Task instructions:
Here are some entries; quote each one exactly.

▼

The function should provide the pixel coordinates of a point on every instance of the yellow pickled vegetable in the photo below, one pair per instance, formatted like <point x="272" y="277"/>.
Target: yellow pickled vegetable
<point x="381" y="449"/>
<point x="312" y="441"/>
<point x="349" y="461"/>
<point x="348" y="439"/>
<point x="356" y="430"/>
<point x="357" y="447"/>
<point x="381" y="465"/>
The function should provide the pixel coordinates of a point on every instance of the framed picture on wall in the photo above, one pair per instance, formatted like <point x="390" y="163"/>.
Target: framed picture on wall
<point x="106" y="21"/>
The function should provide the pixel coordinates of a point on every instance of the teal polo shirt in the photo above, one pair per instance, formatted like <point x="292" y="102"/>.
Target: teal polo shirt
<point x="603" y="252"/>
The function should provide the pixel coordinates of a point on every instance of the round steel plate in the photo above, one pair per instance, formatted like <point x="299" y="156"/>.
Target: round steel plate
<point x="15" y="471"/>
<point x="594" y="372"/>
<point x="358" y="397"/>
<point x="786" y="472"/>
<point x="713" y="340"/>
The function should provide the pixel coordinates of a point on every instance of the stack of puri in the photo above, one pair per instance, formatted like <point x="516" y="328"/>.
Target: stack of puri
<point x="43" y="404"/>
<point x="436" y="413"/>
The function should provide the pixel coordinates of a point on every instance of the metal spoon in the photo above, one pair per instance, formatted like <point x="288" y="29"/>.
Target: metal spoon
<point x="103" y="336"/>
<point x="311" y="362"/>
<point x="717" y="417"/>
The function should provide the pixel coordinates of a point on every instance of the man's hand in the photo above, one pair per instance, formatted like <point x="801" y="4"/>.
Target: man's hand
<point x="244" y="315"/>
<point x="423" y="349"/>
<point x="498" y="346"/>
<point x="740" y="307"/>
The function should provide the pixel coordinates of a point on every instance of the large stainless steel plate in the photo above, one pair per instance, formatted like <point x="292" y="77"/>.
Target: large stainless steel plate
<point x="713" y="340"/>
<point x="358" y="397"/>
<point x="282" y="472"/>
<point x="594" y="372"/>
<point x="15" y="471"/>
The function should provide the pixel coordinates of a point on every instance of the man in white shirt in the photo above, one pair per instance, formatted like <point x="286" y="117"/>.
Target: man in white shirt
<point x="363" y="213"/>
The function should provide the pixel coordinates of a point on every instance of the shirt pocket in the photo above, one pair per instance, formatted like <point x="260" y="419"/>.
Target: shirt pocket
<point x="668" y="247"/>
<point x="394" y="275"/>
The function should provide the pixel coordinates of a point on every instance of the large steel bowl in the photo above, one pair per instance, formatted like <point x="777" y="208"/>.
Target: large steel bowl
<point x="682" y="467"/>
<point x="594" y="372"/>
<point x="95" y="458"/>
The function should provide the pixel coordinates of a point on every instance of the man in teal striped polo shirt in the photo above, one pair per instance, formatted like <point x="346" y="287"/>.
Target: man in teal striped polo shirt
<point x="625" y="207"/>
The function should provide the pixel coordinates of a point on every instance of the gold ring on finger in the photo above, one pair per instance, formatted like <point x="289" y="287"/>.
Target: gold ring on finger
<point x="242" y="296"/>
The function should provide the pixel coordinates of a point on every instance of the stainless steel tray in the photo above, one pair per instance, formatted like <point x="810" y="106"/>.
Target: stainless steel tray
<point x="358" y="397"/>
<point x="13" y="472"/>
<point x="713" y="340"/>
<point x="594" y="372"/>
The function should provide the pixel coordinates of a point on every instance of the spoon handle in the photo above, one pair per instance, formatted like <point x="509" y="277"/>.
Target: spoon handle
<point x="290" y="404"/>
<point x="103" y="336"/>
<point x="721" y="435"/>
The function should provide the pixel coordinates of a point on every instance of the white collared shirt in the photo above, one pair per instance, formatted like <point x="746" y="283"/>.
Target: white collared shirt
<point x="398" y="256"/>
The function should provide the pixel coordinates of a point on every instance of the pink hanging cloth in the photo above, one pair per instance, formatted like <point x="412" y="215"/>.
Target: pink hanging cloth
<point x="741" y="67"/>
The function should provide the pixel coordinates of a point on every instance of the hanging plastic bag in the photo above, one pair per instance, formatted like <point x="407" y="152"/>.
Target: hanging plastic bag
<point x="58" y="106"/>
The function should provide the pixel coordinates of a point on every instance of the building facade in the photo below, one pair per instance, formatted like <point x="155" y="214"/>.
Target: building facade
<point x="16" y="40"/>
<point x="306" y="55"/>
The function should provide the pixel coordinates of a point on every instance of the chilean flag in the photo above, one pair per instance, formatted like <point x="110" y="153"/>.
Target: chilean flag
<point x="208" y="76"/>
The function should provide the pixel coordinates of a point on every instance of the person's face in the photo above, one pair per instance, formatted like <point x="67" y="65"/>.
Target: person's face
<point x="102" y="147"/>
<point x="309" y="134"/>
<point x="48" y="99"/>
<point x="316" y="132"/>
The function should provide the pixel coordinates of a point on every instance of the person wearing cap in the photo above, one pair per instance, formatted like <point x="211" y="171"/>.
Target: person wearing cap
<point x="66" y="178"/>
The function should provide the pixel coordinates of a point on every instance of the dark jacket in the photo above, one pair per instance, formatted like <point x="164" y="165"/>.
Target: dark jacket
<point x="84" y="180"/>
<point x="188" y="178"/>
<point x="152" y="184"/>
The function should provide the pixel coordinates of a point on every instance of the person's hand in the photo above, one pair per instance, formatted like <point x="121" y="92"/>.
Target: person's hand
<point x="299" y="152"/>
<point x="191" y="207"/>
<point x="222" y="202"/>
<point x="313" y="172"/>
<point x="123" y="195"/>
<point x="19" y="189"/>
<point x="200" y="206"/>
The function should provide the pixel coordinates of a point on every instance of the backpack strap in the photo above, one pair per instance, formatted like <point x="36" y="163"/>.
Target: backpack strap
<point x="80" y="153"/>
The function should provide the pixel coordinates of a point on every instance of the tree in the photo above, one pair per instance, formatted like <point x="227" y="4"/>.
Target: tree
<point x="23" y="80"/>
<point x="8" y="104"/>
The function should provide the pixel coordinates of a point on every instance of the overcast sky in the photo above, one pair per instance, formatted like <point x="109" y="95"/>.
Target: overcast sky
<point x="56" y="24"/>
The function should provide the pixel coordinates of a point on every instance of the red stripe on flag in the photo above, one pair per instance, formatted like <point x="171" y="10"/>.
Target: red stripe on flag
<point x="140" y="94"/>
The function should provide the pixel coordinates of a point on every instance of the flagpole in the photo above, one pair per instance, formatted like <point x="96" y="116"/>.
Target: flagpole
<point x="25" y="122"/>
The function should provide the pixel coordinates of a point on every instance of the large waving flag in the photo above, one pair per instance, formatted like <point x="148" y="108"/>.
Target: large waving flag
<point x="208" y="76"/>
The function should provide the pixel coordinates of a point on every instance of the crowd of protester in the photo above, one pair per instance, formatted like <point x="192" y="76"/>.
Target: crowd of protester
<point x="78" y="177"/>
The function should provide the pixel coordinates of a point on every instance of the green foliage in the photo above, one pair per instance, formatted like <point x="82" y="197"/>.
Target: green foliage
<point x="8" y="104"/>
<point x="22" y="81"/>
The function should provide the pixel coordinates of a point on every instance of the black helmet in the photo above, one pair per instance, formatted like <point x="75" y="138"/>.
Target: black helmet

▲

Answer in full:
The function should provide the pixel coordinates of a point on every instance of the yellow pickled vegetable in the photo below, one pair per instance, formatted like <point x="272" y="277"/>.
Target: yellow pickled vegetable
<point x="381" y="449"/>
<point x="312" y="441"/>
<point x="349" y="461"/>
<point x="348" y="439"/>
<point x="356" y="430"/>
<point x="357" y="447"/>
<point x="381" y="465"/>
The function should provide the pixel coordinates of a point on every instance of the framed picture on wall in the photo above, one pair per instance, formatted like <point x="390" y="163"/>.
Target: framed picture on wall
<point x="106" y="21"/>
The function should provide the pixel coordinates of a point on every instance of the teal polo shirt in the photo above, one pair per instance, formatted like <point x="292" y="102"/>.
Target: teal polo shirt
<point x="603" y="252"/>
The function should provide the pixel coordinates of a point on every instance of the round steel plate in the photo above, one pair per instance, formatted like <point x="299" y="156"/>.
Target: round steel plate
<point x="15" y="471"/>
<point x="594" y="372"/>
<point x="358" y="397"/>
<point x="786" y="472"/>
<point x="713" y="340"/>
The function should provide the pixel coordinates of a point on every instance of the stack of puri in the photo above, one pair per instance, formatted like <point x="516" y="328"/>.
Target: stack of puri
<point x="43" y="404"/>
<point x="436" y="413"/>
The function should provide the pixel coordinates of a point on every instance of the metal spoon in the photo above, one pair per instance, formatted like <point x="288" y="29"/>.
Target: metal spoon
<point x="103" y="336"/>
<point x="311" y="362"/>
<point x="717" y="417"/>
The function should provide the pixel coordinates of a point on every instance of the man's hand in the photo above, one pair per instance, formatted like <point x="801" y="4"/>.
Target: man's hand
<point x="244" y="315"/>
<point x="423" y="349"/>
<point x="498" y="346"/>
<point x="740" y="307"/>
The function should provide the pixel coordinates of a point on every instance of the large stainless steel plate in the photo above, one pair per instance, formatted like <point x="292" y="77"/>.
Target: large stainless steel plate
<point x="713" y="340"/>
<point x="358" y="397"/>
<point x="282" y="472"/>
<point x="594" y="372"/>
<point x="15" y="471"/>
The function should provide the pixel coordinates of a point on every instance of the man in white shirt in the photo above, one pair per instance, formatted like <point x="286" y="117"/>.
Target: man in white shirt
<point x="363" y="213"/>
The function should provide the pixel coordinates of a point on every instance of the shirt pocket in the photo above, one pair per instance, formatted like <point x="260" y="419"/>.
Target: shirt pocket
<point x="668" y="247"/>
<point x="394" y="275"/>
The function should provide the pixel coordinates of a point on every instance of the large steel bowl in the photo above, one pair per instance, formatted like <point x="777" y="208"/>.
Target: large steel bowl
<point x="682" y="467"/>
<point x="594" y="372"/>
<point x="95" y="458"/>
The function should provide the pixel coordinates of a point on every instance of the man in teal striped polo shirt in the photo above, one pair per instance, formatted like <point x="346" y="287"/>.
Target: man in teal striped polo shirt
<point x="625" y="207"/>
The function should provide the pixel coordinates of a point on every instance of the gold ring on finger in the photo above, one pair per instance, formatted like <point x="289" y="287"/>.
Target: gold ring on finger
<point x="242" y="296"/>
The function should provide the pixel coordinates of a point on every instance of the stainless steel tray in the photo above, one pair per instance, formatted like <point x="810" y="106"/>.
Target: stainless steel tray
<point x="358" y="397"/>
<point x="13" y="472"/>
<point x="713" y="340"/>
<point x="594" y="372"/>
The function should provide the pixel coordinates of a point on every instance of the spoon handle in the photo above, one pair per instance, formatted like <point x="509" y="277"/>.
Target: spoon handle
<point x="290" y="404"/>
<point x="103" y="336"/>
<point x="721" y="435"/>
The function should provide the pixel coordinates of a point on every instance of the white collared shirt in the photo above, one pair per instance, formatted like <point x="746" y="283"/>.
Target: white collared shirt
<point x="398" y="256"/>
The function should provide the pixel coordinates of a point on every instance of the pink hanging cloth in the photo above, one pair per instance, formatted like <point x="412" y="215"/>.
Target: pink hanging cloth
<point x="741" y="67"/>
The function should provide the pixel coordinates of a point on every instance of the hanging plastic bag in the photo above, one pair per instance, formatted like <point x="407" y="152"/>.
Target: hanging plastic bag
<point x="58" y="106"/>
The function should provide the pixel coordinates of a point on every instance of the building facade in the photo below, one pair per instance, formatted like <point x="155" y="214"/>.
Target: building facade
<point x="16" y="40"/>
<point x="306" y="55"/>
The function should provide the pixel coordinates of a point on every instance of the chilean flag in the photo above, one pair per instance, formatted like <point x="110" y="153"/>.
Target: chilean flag
<point x="208" y="76"/>
The function should provide the pixel coordinates of a point on every instance of the person's face in the photo above, one pair per instance, formatted like <point x="67" y="65"/>.
Target: person's face
<point x="102" y="147"/>
<point x="309" y="134"/>
<point x="48" y="99"/>
<point x="316" y="132"/>
The function should provide the pixel coordinates of a point on every instance of the person wearing cap in the photo above, one pair per instance, formatted like <point x="211" y="171"/>.
Target: person wearing cap
<point x="66" y="178"/>
The function should provide the pixel coordinates of a point on every instance of the dark jacket in the photo above, one pair per instance, formatted like <point x="164" y="165"/>.
Target: dark jacket
<point x="84" y="180"/>
<point x="188" y="178"/>
<point x="152" y="184"/>
The function should provide the pixel coordinates of a point on every instance of the person's hand in the photo above, one pair per instance, formatted like <point x="121" y="92"/>.
Target: person's hand
<point x="299" y="152"/>
<point x="191" y="207"/>
<point x="222" y="202"/>
<point x="313" y="172"/>
<point x="123" y="195"/>
<point x="19" y="189"/>
<point x="200" y="206"/>
The function should provide the pixel coordinates of a point on every instance of the backpack strap in the photo above, one pair per instance, formatted like <point x="36" y="163"/>.
Target: backpack strap
<point x="80" y="153"/>
The function should provide the pixel coordinates of a point on every instance of the tree in the photo above, one pair per instance, formatted like <point x="227" y="4"/>.
Target: tree
<point x="23" y="80"/>
<point x="8" y="104"/>
The function should provide the pixel coordinates of a point on every instance of the overcast sky in the photo above, one pair per instance, formatted like <point x="109" y="95"/>.
Target: overcast sky
<point x="56" y="24"/>
The function should provide the pixel coordinates of a point on every instance of the red stripe on flag in the photo above, one pair per instance, formatted like <point x="171" y="10"/>.
Target: red stripe on flag
<point x="140" y="94"/>
The function should provide the pixel coordinates of a point on every instance of the flagpole in the photo above, one pair per instance, formatted like <point x="96" y="116"/>.
Target: flagpole
<point x="25" y="122"/>
The function should provide the pixel coordinates of a point on every instance of the large waving flag in the photo above, one pair per instance, formatted like <point x="148" y="108"/>.
Target: large waving flag
<point x="208" y="76"/>
The function should provide the pixel coordinates of a point on every instance of the crowd of protester in the photo above, one pair per instance, formatted like <point x="192" y="76"/>.
Target: crowd of protester
<point x="78" y="177"/>
The function should provide the pixel coordinates of a point on every instance of the green foliage in the photo above, one pair per instance, formatted like <point x="82" y="197"/>.
Target: green foliage
<point x="8" y="104"/>
<point x="22" y="81"/>
The function should provide the pixel coordinates of a point on every instance of the black helmet in the photo above, one pair per instance, formatted like <point x="75" y="138"/>.
Target: black helmet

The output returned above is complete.